Task description
Whenever a line in the data holds the string "arched", pull that line out.

Data listing below:

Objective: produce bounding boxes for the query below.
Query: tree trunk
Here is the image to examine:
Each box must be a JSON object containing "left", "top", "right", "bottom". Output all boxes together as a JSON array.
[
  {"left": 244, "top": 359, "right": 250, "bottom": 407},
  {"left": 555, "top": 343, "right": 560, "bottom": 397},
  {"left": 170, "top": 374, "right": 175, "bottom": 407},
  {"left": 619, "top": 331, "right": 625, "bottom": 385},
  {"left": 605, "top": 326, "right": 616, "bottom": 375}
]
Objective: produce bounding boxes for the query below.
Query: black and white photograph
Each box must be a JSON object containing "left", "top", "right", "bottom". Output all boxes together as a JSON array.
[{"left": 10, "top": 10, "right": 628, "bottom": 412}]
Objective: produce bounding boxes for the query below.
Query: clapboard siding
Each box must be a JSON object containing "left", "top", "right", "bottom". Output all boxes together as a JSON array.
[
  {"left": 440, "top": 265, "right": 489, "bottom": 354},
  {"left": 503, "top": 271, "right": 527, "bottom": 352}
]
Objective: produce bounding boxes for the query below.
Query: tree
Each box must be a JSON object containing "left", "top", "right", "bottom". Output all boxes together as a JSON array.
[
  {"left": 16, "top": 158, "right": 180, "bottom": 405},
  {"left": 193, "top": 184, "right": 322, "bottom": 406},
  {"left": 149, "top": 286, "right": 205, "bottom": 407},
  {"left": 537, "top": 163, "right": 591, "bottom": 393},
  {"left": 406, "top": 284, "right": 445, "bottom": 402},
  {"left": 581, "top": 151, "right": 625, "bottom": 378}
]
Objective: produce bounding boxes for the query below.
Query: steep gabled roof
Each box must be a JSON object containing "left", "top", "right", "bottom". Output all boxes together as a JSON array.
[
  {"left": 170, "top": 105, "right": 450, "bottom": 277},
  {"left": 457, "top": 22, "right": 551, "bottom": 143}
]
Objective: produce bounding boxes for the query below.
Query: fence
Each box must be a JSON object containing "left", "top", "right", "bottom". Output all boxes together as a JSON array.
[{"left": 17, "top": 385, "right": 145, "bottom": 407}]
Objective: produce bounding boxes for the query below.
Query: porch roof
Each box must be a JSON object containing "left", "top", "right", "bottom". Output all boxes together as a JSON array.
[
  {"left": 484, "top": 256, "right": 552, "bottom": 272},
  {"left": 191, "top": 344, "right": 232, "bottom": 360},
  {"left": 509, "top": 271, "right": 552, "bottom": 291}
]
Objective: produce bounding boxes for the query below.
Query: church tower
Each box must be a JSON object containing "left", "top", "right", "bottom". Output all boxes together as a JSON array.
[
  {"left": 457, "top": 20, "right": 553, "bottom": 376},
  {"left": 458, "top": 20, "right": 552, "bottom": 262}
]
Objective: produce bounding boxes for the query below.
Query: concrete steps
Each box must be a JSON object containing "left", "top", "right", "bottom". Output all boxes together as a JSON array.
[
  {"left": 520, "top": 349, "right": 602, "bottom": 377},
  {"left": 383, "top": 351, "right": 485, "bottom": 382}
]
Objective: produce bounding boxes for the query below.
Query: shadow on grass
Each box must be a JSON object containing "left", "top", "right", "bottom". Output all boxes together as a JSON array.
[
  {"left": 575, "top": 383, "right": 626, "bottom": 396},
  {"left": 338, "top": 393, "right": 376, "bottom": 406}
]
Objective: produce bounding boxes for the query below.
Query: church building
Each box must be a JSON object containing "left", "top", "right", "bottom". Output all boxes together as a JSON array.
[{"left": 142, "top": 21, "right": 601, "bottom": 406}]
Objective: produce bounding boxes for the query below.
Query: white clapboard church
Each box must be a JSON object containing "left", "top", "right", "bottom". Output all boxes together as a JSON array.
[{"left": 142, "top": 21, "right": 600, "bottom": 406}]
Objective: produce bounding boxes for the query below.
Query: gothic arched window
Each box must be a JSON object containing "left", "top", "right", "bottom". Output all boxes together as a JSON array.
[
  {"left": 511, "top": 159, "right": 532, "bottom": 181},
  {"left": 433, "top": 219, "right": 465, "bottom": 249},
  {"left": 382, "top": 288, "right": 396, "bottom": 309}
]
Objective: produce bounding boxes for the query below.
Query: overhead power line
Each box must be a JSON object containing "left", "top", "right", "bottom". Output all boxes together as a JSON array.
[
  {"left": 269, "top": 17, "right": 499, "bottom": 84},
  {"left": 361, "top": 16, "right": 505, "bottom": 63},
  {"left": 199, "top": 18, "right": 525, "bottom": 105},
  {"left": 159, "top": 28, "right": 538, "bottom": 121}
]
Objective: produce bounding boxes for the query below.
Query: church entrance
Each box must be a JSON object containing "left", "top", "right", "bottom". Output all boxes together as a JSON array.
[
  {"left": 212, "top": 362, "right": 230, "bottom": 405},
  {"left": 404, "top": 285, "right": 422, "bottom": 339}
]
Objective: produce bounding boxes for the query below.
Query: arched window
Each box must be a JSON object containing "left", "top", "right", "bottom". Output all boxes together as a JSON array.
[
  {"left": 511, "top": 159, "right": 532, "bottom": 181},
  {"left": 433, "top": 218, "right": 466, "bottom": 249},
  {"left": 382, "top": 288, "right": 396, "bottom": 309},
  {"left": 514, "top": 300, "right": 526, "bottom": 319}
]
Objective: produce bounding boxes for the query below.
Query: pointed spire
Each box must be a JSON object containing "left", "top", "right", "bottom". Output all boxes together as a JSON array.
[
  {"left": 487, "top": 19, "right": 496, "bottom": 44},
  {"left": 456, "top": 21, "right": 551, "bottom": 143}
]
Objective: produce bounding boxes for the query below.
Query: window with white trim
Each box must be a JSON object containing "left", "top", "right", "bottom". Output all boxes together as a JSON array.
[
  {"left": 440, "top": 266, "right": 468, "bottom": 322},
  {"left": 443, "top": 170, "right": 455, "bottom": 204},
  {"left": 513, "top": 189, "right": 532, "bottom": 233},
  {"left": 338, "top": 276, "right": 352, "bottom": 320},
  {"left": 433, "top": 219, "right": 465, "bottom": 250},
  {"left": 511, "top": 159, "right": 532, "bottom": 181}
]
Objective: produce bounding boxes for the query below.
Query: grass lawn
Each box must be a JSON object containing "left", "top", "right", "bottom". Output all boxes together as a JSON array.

End of Data listing.

Output for this exercise
Query: gothic arched window
Query: arched window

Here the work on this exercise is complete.